Data extracted from a collection:
>>>>>
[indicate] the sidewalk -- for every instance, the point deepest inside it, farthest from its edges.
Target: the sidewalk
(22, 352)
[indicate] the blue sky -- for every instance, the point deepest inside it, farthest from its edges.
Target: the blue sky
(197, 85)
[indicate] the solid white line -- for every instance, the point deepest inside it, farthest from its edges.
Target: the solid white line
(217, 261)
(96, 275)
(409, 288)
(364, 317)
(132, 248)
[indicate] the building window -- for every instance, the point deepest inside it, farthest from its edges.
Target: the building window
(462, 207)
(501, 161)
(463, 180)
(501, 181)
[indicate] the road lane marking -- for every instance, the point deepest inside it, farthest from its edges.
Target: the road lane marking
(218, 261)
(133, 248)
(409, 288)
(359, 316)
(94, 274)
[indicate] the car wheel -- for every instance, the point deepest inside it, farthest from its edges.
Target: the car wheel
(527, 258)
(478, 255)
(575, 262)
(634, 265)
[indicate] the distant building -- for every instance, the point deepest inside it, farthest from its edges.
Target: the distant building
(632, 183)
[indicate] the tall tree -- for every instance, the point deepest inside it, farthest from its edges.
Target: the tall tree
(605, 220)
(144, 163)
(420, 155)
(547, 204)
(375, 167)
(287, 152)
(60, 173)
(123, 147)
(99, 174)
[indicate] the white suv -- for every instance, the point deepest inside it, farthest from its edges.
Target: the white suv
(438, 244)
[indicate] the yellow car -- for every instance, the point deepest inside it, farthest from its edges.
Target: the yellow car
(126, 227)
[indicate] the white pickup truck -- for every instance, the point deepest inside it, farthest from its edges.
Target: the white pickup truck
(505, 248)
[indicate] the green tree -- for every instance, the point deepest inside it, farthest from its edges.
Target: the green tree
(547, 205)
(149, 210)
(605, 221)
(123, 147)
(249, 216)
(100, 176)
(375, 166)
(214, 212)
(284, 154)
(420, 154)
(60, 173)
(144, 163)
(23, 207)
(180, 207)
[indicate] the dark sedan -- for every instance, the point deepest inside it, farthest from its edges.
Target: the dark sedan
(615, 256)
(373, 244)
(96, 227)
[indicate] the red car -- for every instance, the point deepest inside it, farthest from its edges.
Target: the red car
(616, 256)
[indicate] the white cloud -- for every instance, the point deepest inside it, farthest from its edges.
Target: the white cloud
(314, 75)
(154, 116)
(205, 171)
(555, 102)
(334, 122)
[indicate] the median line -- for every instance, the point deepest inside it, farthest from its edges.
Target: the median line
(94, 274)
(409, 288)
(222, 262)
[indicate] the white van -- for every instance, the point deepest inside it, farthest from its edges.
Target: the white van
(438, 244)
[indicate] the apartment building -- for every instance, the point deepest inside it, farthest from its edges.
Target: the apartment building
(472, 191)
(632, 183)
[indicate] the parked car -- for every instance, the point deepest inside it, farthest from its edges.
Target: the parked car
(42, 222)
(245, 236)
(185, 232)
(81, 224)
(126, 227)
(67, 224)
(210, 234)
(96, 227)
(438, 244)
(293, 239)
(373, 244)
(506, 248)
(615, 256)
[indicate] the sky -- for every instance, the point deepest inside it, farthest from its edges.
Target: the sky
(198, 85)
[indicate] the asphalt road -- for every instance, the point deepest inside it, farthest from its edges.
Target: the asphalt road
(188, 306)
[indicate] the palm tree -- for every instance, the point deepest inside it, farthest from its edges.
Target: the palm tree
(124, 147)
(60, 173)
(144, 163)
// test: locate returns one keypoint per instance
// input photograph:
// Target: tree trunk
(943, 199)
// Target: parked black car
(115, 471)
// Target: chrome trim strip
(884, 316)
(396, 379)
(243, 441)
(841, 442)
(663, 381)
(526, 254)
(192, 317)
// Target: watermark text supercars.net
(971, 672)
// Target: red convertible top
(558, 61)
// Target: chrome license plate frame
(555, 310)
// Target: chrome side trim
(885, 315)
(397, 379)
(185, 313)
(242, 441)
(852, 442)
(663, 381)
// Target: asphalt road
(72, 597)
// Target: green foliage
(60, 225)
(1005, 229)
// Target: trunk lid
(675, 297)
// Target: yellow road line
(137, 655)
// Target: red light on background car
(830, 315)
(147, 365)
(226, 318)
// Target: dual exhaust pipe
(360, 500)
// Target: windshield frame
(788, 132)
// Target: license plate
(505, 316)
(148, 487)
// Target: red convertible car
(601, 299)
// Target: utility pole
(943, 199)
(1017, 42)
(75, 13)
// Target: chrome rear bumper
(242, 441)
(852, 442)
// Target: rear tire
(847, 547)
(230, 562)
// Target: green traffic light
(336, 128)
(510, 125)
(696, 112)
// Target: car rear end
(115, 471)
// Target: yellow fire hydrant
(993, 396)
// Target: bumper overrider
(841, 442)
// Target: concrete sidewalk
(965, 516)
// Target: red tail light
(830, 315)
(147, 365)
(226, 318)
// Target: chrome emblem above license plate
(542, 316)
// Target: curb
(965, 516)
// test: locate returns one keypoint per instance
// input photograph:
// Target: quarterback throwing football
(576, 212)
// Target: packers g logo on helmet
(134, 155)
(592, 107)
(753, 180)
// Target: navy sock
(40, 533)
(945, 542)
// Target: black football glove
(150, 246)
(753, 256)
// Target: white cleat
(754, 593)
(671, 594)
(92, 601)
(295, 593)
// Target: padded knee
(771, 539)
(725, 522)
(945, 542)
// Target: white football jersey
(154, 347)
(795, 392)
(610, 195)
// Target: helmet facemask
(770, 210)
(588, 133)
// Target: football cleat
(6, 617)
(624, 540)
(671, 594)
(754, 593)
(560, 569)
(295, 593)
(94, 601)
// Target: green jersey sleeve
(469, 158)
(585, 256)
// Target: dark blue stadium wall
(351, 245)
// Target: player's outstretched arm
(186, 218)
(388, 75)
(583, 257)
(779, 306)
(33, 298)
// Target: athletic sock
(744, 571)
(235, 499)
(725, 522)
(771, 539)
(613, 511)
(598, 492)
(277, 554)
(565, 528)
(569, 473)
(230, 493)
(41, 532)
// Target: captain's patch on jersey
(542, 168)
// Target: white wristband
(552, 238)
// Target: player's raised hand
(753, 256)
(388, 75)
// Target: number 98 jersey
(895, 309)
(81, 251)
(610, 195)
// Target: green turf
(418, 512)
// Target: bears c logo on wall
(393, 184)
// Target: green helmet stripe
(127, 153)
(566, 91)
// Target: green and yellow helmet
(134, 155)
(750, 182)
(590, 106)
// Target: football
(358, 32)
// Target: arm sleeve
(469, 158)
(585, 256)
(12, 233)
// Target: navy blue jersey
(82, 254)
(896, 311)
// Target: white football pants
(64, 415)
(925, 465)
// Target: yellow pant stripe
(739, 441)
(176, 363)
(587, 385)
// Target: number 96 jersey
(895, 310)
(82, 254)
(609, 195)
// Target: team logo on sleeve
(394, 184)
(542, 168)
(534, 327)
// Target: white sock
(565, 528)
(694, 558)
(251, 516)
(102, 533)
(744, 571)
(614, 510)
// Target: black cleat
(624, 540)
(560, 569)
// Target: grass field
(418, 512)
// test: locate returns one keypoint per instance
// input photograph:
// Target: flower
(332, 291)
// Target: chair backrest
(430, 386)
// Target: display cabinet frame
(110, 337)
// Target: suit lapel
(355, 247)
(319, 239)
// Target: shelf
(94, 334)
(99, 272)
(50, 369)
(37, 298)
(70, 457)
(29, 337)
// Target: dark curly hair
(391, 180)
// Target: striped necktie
<<<<<
Task brief:
Write out the records above exactly as given.

Exercise solution:
[indicate] the sidewalk -- for every instance, the point deepest inside it, farthest from its edges.
Target: the sidewalk
(22, 352)
[indicate] the blue sky -- for every instance, the point deepest inside it, farthest from its edges.
Target: the blue sky
(197, 85)
[indicate] the solid white line -- for every instance, the point deepest inside it, farthest from its edges.
Target: the solid white line
(217, 261)
(96, 275)
(409, 288)
(364, 317)
(132, 248)
[indicate] the building window -- for every instance, the point deepest inside it, farthest from its edges.
Target: the building window
(462, 207)
(501, 161)
(463, 180)
(501, 181)
[indicate] the road lane marking -- for every instance, the point deepest inside it, farthest from its edges.
Target: the road lane marking
(218, 261)
(133, 248)
(409, 288)
(359, 316)
(94, 274)
[indicate] the car wheel -- for every instance, the point deepest inside it, farthest from its edges.
Target: the car wheel
(527, 258)
(478, 255)
(575, 262)
(634, 265)
[indicate] the distant building -- for every instance, the point deepest inside it, farthest from its edges.
Target: the distant building
(632, 183)
[indicate] the tall tree -- for every instance, the point deepest inside it, farthest from its edges.
Target: the tall tree
(605, 220)
(144, 163)
(420, 155)
(547, 204)
(375, 167)
(287, 152)
(60, 173)
(123, 147)
(99, 174)
[indicate] the white suv -- for every instance, the point deepest inside it, farthest from its edges.
Target: the white suv
(438, 244)
[indicate] the yellow car -- for every instance, the point deepest inside it, farthest from its edges.
Target: the yellow car
(126, 227)
[indicate] the white pickup truck -- for every instance, the point deepest inside it, farthest from its edges.
Target: the white pickup truck
(505, 248)
[indicate] the green tree -- for every instance, the point deepest inside it, farthest from its edges.
Target: the green tree
(547, 205)
(149, 210)
(605, 221)
(123, 147)
(249, 216)
(100, 176)
(375, 166)
(214, 212)
(284, 154)
(420, 154)
(60, 173)
(144, 163)
(23, 207)
(180, 207)
[indicate] the dark sedan -- for every instance, the point deepest inside it, farthest from its edges.
Target: the dark sedan
(615, 256)
(373, 244)
(96, 227)
[indicate] the red car -- for every instance, the point deepest inside it, farthest from its edges.
Target: the red car
(616, 256)
[indicate] the white cloud -- for every instance, the point deepest inside it, farthest from its edges.
Target: the white cloud
(314, 75)
(154, 116)
(205, 171)
(555, 102)
(334, 122)
[indicate] the median line -- for every instance, the point deepest inside it, farthest from its edges.
Target: the median line
(94, 274)
(409, 288)
(222, 262)
[indicate] the white van -- for every instance, the point deepest inside it, farthest from its edges.
Target: the white van
(438, 244)
[indicate] the apartment building -- for every instance, the point deepest inside it, farthest from its edges.
Target: the apartment building
(472, 191)
(632, 183)
[indicate] the parked car -- for every instance, the point deepest inside it, farthest from its edges.
Target: the parked car
(42, 222)
(245, 236)
(185, 232)
(81, 224)
(126, 227)
(67, 224)
(210, 234)
(96, 227)
(438, 244)
(293, 239)
(373, 244)
(506, 248)
(615, 256)
[indicate] the sky -- for every instance, the point deepest inside it, farthest from its edges.
Target: the sky
(198, 85)
[indicate] the asphalt road -- for every instance, the point deepest inside it, farthest from its edges.
Target: the asphalt road
(188, 306)
[indicate] the palm tree -- for every instance, the point deepest inside it, farthest from its edges.
Target: the palm tree
(124, 147)
(60, 173)
(144, 163)
// test: locate returns one keypoint per instance
// input photograph:
// Target: tree trunk
(943, 199)
// Target: parked black car
(115, 471)
// Target: chrome trim strip
(884, 316)
(396, 379)
(243, 441)
(841, 442)
(663, 381)
(526, 254)
(192, 317)
// Target: watermark text supercars.net
(971, 672)
// Target: red convertible top
(558, 61)
// Target: chrome license plate frame
(555, 310)
// Target: chrome side trim
(885, 315)
(397, 379)
(185, 313)
(242, 441)
(852, 442)
(663, 381)
// Target: asphalt road
(72, 597)
// Target: green foliage
(60, 225)
(1005, 229)
// Target: trunk lid
(675, 297)
// Target: yellow road line
(137, 655)
// Target: red light on background car
(830, 315)
(147, 365)
(226, 318)
// Target: dual exhaust pipe
(360, 500)
// Target: windshield frame
(788, 132)
// Target: license plate
(505, 316)
(148, 487)
// Target: red convertible car
(601, 299)
// Target: utility pole
(943, 199)
(1017, 42)
(75, 13)
// Target: chrome rear bumper
(242, 441)
(852, 442)
// Target: rear tire
(847, 547)
(230, 562)
// Target: green traffic light
(336, 128)
(510, 125)
(696, 112)
// Target: car rear end
(115, 471)
// Target: yellow fire hydrant
(993, 396)
// Target: bumper overrider
(841, 442)
// Target: concrete sidewalk
(965, 516)
// Target: red tail light
(830, 315)
(147, 365)
(226, 318)
// Target: chrome emblem above license plate
(542, 316)
// Target: curb
(965, 516)
// test: locate returns one keypoint per instance
// input photograph:
// Target: quarterback throwing football
(576, 212)
// Target: packers g logo on helmet
(134, 155)
(592, 107)
(753, 180)
// Target: navy sock
(40, 533)
(945, 542)
// Target: black football glove
(150, 246)
(753, 256)
// Target: white cleat
(754, 593)
(671, 594)
(92, 601)
(295, 593)
// Target: padded knee
(771, 539)
(725, 522)
(945, 542)
// Target: white football jersey
(154, 347)
(795, 392)
(610, 195)
// Target: helmet facemask
(770, 210)
(588, 133)
// Target: football cleat
(6, 617)
(624, 540)
(671, 594)
(754, 593)
(560, 569)
(295, 593)
(94, 601)
// Target: green jersey sleeve
(469, 158)
(585, 256)
// Target: dark blue stadium wall
(351, 245)
// Target: player's outstretched arm
(186, 218)
(388, 75)
(583, 257)
(779, 306)
(33, 298)
// Target: athletic sock
(744, 571)
(235, 499)
(725, 522)
(771, 539)
(613, 511)
(598, 492)
(277, 554)
(565, 528)
(569, 473)
(230, 493)
(41, 532)
// Target: captain's patch on jersey
(542, 168)
// Target: white wristband
(552, 238)
// Target: player's raised hand
(753, 256)
(388, 75)
// Target: number 98 jersey
(895, 309)
(81, 251)
(610, 195)
// Target: green turf
(418, 512)
// Target: bears c logo on wall
(393, 184)
// Target: green helmet stripe
(127, 153)
(566, 91)
// Target: green and yellow helmet
(134, 155)
(750, 182)
(590, 106)
// Target: football
(358, 32)
// Target: arm sleeve
(469, 158)
(585, 256)
(12, 233)
// Target: navy blue jersey
(82, 254)
(896, 311)
// Target: white football pants
(64, 415)
(925, 465)
// Target: yellow pant stripe
(739, 441)
(176, 363)
(587, 385)
// Target: number 96 jersey
(895, 310)
(82, 254)
(609, 195)
// Target: team logo on sleeve
(394, 184)
(542, 168)
(534, 327)
// Target: white sock
(565, 528)
(694, 558)
(251, 516)
(102, 533)
(744, 571)
(614, 510)
// Target: black cleat
(624, 540)
(560, 569)
// Target: grass field
(418, 512)
// test: locate returns one keypoint per instance
// input photograph:
// Target: flower
(332, 291)
// Target: chair backrest
(430, 386)
// Target: display cabinet frame
(110, 337)
// Target: suit lapel
(355, 247)
(319, 239)
// Target: shelf
(94, 334)
(99, 272)
(50, 369)
(37, 298)
(70, 457)
(29, 337)
// Target: dark curly hair
(391, 180)
// Target: striped necktie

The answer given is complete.